Data in this exercise
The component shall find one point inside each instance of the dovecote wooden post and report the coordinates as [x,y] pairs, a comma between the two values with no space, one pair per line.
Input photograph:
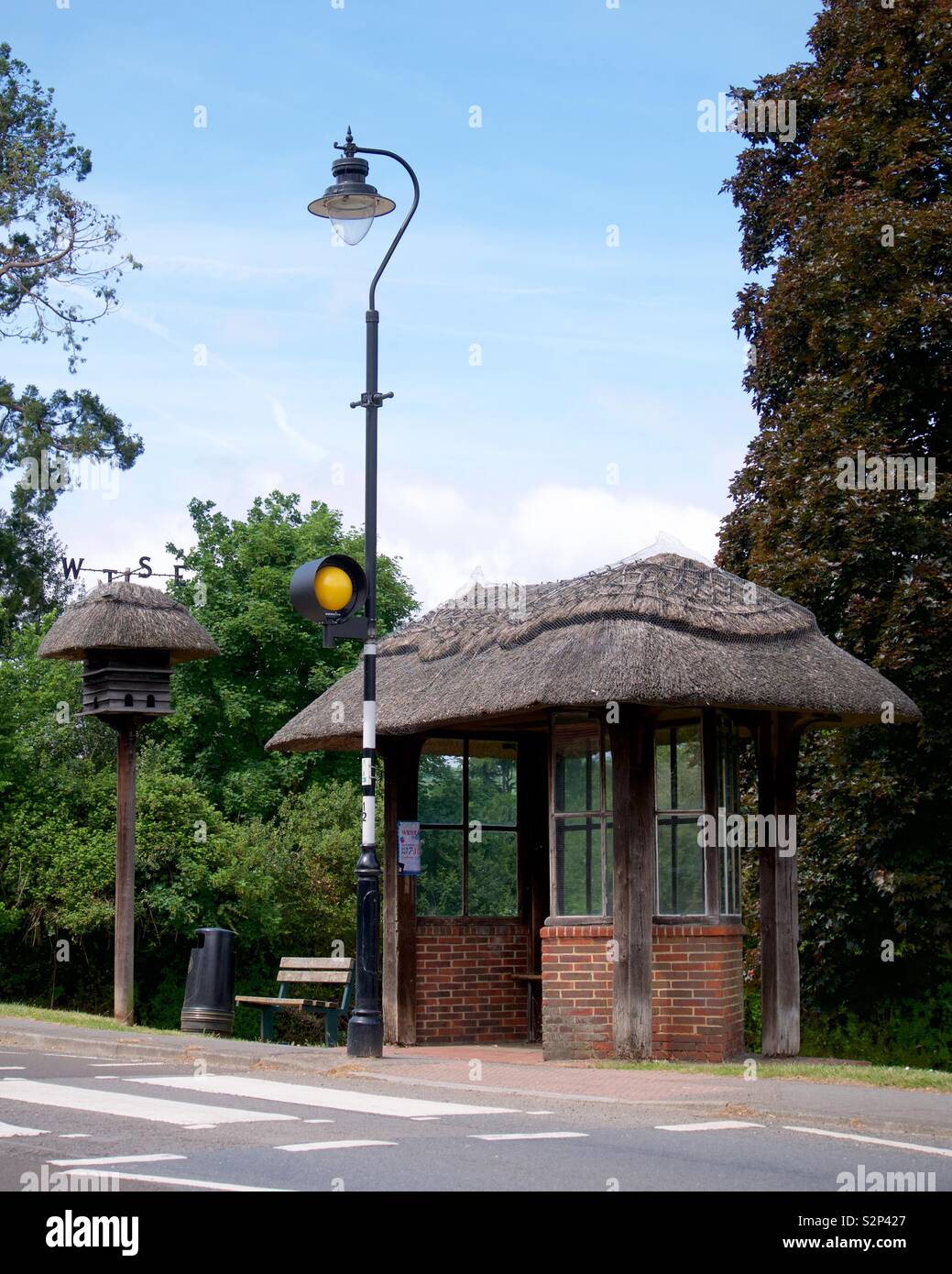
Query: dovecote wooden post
[127,636]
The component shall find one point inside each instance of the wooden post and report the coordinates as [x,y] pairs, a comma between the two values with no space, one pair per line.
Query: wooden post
[778,743]
[126,874]
[400,761]
[633,885]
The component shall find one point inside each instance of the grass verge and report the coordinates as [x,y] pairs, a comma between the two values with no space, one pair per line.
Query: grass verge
[74,1019]
[811,1071]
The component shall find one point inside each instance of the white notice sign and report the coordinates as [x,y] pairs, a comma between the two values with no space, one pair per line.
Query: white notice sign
[408,848]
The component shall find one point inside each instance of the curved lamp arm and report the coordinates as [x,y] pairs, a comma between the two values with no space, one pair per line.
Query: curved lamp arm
[390,154]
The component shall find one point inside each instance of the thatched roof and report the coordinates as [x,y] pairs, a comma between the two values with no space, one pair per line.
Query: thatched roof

Brief
Print all of the lines above again exactly as they are, leaving out the pictures.

Solution for this exercise
The component shall find one point inside each instance of the dovecote wooden post and report the coordinates as [x,y] pairs, a comma between the two values with no space, one pair per line.
Input photograph:
Query: dovecote wooden post
[127,636]
The component shall find one point inside each instance of the wooden post and report the coordinates as [x,y] pairs, a comma between the two values with no space, one pair per line.
Query: wooden post
[778,743]
[126,874]
[400,761]
[633,885]
The component shall find one point inside each instance of the grass verge and report the coordinates as [x,y] pairs, a comma between the two values with no space, one pair per line.
Query: grass verge
[74,1019]
[811,1071]
The component shall find one point inside each instance of the white notice sign and report the coordinates as [x,y] pairs, a comma between the two values with no space, one pair per line.
Query: white notice sign
[408,848]
The component shall find one point inside each instance of the curved lamp arm and report the coordinates as [x,y] pairs, a comma between the two values with no space, one pair per line.
Query: curved lamp arm
[390,154]
The component shall find one point inside each instance of the thatched roof and report the coordinates as [x,y] pairs, a comma between the two values with no space, one pair per line.
Query: thatched roof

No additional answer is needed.